WHAT TO PRODUCE
Quote the piece below about a New Zealand teacher working in Hong Kong, from "Being an early" up to and including "pretty simple. Money.".

PASSAGE FOR REVIEW
◆ ◆ ◆ ◆

Melissa Dol NZ teacher in Hong Kong

Being an early childhood teacher is rewarding work, there is no place in the world that I would rather teach than at home in New Zealand. I have positively impacted the lives of hundreds of children throughout my career, and I am a proud and confident Early Childhood teacher who is exceptional at what I do. If there is one thing that the last ten years has taught me, it’s that New Zealand Early Childhood education is where I belong, it’s where my heart is, it’s my passion. But I find myself living and teaching in Hong Kong.

So why am I in Hong Kong? The answer is pretty simple. Money.

I would be lying if I said it was the only reason I moved here, but when I reflect on why I choose to stay, it’s money that keeps me here. I plan to stay for a total of three and a half years, and the amount of money which I can save here in this amount of time, would take me 14 years to save on an Early Childhood teaching salary in New Zealand.

◆ ◆ ◆ ◆

MATERIAL PROVIDED
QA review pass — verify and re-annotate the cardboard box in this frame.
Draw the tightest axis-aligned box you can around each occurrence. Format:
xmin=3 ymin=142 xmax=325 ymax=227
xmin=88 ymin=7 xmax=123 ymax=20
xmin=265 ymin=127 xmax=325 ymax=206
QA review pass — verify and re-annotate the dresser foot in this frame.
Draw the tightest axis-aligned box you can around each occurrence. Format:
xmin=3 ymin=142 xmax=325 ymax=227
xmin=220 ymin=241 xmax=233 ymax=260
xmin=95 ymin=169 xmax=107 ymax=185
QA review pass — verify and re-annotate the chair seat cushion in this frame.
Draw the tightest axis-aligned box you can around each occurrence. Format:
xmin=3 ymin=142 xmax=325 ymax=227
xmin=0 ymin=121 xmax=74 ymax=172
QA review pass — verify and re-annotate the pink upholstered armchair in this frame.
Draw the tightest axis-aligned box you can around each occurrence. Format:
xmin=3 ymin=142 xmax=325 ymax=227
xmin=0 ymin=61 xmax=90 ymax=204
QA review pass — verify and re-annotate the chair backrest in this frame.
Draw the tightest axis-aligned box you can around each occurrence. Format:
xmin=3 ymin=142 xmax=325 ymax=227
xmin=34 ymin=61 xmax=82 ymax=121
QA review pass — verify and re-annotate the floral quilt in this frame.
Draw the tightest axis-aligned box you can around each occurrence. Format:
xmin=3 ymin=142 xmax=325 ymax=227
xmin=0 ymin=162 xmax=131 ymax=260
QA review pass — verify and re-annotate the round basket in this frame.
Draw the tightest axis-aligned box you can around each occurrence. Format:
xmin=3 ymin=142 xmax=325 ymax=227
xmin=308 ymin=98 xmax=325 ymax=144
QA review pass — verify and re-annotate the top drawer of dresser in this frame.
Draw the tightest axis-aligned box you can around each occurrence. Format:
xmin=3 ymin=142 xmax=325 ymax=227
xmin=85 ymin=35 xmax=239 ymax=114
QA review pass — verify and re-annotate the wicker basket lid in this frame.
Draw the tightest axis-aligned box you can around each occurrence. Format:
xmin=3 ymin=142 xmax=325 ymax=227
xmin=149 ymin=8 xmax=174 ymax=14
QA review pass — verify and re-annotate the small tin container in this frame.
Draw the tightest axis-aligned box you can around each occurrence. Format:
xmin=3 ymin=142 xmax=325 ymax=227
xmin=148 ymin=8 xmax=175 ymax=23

◆ ◆ ◆ ◆

ANSWER FOR THE TASK
Being an early childhood teacher is rewarding work, there is no place in the world that I would rather teach than at home in New Zealand. I have positively impacted the lives of hundreds of children throughout my career, and I am a proud and confident Early Childhood teacher who is exceptional at what I do. If there is one thing that the last ten years has taught me, it’s that New Zealand Early Childhood education is where I belong, it’s where my heart is, it’s my passion. But I find myself living and teaching in Hong Kong.

So why am I in Hong Kong? The answer is pretty simple. Money.